_Problem description:_
Among the lines of this material, find those holding the word "accurate" and report how many there are, with nothing added.

.....

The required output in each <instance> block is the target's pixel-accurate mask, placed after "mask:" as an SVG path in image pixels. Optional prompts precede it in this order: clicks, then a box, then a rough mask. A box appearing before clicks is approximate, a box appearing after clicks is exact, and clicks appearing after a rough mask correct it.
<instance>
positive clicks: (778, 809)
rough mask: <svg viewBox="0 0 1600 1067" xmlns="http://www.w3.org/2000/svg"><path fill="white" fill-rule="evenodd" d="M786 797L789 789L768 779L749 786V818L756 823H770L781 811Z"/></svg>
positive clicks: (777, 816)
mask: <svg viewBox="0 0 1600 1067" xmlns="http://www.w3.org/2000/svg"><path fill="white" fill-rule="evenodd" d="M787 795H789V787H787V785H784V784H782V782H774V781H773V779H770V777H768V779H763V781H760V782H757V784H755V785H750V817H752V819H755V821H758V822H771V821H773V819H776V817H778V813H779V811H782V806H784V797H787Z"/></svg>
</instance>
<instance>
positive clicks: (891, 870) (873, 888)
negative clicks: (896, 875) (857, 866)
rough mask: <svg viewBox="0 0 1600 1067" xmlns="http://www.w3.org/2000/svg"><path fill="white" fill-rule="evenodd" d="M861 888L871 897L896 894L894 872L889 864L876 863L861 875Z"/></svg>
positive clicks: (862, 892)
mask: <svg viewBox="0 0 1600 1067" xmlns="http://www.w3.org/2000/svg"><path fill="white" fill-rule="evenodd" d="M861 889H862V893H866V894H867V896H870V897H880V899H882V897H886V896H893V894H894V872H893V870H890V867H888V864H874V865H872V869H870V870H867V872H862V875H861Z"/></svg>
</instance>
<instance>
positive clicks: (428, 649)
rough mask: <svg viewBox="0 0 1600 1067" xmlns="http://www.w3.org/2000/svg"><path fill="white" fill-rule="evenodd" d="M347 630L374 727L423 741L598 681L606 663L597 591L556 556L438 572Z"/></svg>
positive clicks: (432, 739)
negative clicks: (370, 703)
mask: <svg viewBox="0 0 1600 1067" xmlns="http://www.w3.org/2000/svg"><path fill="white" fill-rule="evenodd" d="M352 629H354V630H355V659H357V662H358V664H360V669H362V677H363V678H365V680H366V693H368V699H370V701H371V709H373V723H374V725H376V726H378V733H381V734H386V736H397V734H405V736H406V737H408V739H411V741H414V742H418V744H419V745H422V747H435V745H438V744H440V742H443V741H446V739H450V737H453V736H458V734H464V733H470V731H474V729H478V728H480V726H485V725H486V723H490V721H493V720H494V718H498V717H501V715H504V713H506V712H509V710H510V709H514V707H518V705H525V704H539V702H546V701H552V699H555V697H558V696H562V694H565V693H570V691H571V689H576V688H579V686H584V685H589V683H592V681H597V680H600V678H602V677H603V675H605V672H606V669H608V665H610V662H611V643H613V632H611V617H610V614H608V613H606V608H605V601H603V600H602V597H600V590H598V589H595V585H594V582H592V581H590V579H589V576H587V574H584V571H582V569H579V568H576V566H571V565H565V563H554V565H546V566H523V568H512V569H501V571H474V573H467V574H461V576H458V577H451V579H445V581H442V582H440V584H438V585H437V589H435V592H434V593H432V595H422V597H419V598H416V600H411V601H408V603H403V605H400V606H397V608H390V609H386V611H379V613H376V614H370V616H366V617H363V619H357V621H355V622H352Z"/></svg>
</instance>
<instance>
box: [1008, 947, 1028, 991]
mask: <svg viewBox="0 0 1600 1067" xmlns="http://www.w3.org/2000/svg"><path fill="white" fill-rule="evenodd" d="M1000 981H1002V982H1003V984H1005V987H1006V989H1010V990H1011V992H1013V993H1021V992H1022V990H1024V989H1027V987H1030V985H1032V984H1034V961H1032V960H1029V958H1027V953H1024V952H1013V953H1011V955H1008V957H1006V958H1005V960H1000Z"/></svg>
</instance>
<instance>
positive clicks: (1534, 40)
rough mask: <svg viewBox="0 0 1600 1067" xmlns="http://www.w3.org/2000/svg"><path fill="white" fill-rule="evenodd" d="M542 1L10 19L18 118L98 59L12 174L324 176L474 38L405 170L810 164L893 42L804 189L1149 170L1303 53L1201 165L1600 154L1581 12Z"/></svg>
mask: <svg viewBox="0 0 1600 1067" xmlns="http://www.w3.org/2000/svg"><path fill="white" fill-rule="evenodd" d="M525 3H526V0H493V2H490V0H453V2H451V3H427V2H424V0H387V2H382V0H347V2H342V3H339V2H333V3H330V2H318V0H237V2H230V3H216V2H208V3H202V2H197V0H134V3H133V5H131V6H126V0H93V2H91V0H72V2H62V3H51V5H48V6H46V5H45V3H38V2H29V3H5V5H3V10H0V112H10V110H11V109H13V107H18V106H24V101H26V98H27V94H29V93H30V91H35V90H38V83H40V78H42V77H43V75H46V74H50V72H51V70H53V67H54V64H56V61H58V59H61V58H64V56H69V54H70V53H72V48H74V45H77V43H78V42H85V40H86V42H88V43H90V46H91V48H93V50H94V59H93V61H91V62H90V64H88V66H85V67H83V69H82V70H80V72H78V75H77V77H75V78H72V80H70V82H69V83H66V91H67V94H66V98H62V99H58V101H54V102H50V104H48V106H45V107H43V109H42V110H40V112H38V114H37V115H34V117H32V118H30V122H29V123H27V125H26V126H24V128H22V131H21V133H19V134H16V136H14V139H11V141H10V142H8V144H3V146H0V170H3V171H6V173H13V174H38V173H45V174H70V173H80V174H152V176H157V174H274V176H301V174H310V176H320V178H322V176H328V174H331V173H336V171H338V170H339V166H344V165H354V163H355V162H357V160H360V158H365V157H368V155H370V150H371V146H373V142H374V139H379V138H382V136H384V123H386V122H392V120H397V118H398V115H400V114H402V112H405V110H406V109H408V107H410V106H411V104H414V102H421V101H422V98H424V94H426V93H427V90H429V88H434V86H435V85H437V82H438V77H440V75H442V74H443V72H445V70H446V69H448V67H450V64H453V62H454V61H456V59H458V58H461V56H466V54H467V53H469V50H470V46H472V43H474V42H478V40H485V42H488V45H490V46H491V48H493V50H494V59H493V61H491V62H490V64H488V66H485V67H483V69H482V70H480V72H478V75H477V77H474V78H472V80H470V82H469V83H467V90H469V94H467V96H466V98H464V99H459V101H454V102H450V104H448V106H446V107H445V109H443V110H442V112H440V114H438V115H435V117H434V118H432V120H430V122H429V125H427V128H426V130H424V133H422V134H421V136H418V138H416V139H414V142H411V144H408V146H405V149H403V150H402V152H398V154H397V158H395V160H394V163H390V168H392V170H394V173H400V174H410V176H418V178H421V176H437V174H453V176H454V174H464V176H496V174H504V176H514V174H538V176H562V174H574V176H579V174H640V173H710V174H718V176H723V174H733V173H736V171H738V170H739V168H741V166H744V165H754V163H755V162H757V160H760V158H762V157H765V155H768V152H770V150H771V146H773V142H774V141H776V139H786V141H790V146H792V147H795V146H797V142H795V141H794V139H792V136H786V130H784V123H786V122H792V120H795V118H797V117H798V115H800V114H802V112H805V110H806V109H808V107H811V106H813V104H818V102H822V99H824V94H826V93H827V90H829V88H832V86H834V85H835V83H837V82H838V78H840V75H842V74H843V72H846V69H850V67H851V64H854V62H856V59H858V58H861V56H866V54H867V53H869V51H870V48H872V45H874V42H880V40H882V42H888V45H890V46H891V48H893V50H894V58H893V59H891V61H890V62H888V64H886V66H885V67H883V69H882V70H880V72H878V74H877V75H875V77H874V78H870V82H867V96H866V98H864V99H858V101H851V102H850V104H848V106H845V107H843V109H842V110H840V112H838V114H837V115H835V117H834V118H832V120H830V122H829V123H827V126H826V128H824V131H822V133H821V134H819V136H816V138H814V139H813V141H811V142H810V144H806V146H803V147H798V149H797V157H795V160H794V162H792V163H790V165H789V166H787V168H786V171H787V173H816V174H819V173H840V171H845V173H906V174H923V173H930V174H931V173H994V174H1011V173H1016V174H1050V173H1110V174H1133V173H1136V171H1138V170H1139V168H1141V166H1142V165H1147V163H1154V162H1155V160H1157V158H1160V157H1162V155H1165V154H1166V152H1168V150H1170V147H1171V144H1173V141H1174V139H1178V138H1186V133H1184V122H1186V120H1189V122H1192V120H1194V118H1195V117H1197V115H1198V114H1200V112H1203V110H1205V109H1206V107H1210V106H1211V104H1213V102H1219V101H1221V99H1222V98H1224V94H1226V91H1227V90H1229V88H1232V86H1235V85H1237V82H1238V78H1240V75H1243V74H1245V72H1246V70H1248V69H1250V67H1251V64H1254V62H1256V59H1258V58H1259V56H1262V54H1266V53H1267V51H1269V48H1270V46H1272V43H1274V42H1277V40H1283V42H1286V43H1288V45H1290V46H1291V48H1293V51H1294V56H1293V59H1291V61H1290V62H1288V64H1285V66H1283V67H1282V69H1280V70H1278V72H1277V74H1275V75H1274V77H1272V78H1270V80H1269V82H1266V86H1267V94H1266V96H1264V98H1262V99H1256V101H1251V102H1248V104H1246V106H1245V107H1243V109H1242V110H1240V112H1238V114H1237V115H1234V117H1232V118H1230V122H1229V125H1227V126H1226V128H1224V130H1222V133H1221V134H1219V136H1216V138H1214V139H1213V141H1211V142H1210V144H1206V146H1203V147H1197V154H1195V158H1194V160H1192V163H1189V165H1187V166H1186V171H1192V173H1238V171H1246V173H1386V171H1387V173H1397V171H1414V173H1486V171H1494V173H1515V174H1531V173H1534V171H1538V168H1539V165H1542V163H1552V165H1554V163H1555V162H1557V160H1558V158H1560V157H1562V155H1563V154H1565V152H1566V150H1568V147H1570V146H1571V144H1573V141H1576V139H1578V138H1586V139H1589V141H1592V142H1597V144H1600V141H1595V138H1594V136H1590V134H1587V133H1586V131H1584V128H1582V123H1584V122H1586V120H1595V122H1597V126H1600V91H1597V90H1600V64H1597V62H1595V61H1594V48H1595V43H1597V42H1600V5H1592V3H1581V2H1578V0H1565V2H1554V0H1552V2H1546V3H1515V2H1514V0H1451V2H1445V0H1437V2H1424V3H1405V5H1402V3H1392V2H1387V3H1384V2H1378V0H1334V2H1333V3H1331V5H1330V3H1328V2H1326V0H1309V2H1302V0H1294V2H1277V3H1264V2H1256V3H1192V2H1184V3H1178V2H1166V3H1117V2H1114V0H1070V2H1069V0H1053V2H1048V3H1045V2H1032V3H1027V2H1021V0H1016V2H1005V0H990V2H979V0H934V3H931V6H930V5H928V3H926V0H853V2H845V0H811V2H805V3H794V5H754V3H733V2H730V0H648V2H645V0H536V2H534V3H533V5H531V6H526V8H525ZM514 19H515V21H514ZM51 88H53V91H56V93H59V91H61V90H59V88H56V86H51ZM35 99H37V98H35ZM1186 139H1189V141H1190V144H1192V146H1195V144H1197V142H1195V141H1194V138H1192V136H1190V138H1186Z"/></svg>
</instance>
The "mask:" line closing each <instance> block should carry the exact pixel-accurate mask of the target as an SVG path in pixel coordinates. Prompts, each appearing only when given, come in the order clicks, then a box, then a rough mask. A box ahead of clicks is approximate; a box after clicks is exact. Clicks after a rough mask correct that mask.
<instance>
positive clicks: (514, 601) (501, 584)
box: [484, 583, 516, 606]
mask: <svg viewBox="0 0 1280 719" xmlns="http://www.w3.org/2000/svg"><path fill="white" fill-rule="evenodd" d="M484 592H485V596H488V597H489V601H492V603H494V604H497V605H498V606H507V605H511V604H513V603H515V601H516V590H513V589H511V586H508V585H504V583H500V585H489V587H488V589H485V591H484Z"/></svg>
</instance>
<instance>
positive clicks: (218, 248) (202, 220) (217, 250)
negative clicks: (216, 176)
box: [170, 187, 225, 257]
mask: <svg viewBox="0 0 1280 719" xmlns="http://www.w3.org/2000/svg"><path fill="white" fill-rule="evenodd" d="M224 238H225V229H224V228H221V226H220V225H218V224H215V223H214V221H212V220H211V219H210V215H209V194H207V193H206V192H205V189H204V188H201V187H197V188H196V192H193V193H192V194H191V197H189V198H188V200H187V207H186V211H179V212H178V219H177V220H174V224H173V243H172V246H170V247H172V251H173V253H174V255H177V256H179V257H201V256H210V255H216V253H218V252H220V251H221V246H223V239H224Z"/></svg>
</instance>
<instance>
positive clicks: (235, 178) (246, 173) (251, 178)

.....

_Finished task:_
2